* _Page extract_
****
Manchester Musings

Some thoughts on the early stages of the second test match between England and the West Indies.

INTRODUCTION

The second test match between England and the West Indies at Old Trafford, Manchester is underway, and already curious things are happening.

THE SELECTIONS

England had decided to rest Anderson and Wood for this game (both have had injury problems of late, and were unlikely to stand up to three matches in quick succession, so resting them for the middle match made sense. What did not make sense was Jofra Archer deciding to visit his home in Brighton (south east of Southampton) before heading to Manchester (north west of Southampton), thereby breaking the bio-secure protocols that everyone else involved manage to stick to (btw Anderson’s family home is only a few miles down the road from Old Trafford, and he did not succumb to temptation) and rendering himself ineligible for the match. With Oli Stone also not fully fit that meant that England had no out and out speedster available to them. They therefore opted for Curran’s left arm to give them some variation in the seam department and Woakes rather than a debut for Oliver Edward Robinson. They correctly gave Crawley the no3 slot, dropping Denly. They wrongly, indeed inexcusably, but unsurprisingly persisted with Buttler as keeper and no7, so the full 11 reads: Sibley, Burns, Crawley, *Root, Stokes, Pope, +Buttler, Woakes, Curran, Bess and Broad. Curran’s left arm provides some variation, and he may create some useful rough for Dom Bess to exploit. However, the only possibility of providing some genuine pace will be if Stokes is used in short spells in which he goes all out for speed – no one else in this side is capable of producing anything describable as genuinely fast. The West Indies are unchanged, which means that off spinner Rahkeem Cornwall, probably the heaviest international cricketer since Warwick Armstrong captained Australia in 1921 while weighing in at 22 stone, misses out.
****
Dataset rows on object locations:
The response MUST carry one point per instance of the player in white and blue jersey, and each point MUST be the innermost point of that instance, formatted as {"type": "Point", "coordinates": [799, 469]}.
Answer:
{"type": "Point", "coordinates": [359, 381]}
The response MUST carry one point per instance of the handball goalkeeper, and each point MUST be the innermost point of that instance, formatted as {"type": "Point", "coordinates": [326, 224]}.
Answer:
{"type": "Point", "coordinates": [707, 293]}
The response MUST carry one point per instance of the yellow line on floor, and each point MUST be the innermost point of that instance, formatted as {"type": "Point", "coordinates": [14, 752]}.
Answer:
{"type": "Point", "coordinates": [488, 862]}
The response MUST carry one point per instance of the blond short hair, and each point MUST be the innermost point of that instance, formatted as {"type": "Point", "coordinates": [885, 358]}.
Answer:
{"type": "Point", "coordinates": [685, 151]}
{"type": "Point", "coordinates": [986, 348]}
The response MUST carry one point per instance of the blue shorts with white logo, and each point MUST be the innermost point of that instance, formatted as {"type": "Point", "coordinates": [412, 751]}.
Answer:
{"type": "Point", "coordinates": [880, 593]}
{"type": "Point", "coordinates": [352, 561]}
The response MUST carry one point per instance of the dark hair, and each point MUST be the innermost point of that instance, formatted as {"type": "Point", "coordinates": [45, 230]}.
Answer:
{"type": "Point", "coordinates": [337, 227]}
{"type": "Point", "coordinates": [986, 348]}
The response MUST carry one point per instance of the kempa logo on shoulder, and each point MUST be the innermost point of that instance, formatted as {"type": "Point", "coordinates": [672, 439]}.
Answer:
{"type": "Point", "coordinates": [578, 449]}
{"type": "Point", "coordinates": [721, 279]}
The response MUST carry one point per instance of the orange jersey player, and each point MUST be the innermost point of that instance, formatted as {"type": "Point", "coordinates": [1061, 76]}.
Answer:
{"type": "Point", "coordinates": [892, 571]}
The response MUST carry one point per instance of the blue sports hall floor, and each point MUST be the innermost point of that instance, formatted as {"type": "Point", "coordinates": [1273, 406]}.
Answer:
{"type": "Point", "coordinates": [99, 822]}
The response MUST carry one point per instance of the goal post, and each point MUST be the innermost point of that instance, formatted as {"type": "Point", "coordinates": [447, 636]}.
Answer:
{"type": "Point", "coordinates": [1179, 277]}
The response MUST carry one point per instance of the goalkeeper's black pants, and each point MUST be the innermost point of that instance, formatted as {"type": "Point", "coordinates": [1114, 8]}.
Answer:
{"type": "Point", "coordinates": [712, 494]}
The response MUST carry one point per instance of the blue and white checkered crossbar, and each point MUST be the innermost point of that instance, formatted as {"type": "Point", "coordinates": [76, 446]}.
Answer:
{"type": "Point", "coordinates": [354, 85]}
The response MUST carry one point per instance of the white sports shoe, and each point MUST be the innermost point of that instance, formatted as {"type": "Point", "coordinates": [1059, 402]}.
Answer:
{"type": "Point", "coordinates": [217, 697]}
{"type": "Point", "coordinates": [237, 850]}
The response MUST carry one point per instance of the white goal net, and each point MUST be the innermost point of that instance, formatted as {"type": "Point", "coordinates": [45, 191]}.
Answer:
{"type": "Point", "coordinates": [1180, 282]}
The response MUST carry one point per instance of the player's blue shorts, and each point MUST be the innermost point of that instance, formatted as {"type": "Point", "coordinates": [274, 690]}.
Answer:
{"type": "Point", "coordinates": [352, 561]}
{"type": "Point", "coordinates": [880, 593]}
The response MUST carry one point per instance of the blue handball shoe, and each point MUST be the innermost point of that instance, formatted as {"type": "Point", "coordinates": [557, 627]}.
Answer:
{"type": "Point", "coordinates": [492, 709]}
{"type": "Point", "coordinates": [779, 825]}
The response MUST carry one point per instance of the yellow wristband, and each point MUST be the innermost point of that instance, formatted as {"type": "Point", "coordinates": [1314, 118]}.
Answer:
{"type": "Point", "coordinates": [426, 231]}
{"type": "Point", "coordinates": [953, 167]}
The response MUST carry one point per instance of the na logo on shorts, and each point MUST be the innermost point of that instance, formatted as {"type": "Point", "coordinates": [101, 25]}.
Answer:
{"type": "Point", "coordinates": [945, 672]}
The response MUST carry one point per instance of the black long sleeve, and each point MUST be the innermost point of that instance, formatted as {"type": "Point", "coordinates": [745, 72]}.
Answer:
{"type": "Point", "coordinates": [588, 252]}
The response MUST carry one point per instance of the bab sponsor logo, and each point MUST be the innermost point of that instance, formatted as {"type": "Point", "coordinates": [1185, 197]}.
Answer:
****
* _Task directions_
From the Old Trafford test match commentary above, repeat word for word the passage that opens with the words containing "Some thoughts on" and closes with "things are happening.".

* _Answer_
Some thoughts on the early stages of the second test match between England and the West Indies.

INTRODUCTION

The second test match between England and the West Indies at Old Trafford, Manchester is underway, and already curious things are happening.